> [Problem description]
Reproduce the material below with "side mirror housing" replaced by "wing mirror casing" and every other word unchanged. Leave out the pictures.
─── Input rows ───
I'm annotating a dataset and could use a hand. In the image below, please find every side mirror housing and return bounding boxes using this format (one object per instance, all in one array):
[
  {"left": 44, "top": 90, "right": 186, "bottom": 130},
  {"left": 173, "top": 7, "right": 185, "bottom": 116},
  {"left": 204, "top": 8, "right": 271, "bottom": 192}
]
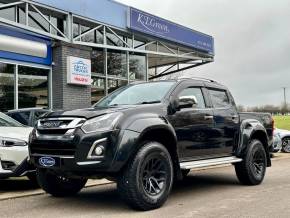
[{"left": 177, "top": 95, "right": 197, "bottom": 109}]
───
> [Task solution]
I'm annotating a dataset and could use a hand. In the image below, please find every wing mirror casing and return bounding boxes using this format (one object per instance, all in one array):
[
  {"left": 44, "top": 90, "right": 186, "bottom": 130},
  {"left": 173, "top": 7, "right": 185, "bottom": 116},
  {"left": 204, "top": 8, "right": 271, "bottom": 192}
]
[{"left": 177, "top": 95, "right": 197, "bottom": 109}]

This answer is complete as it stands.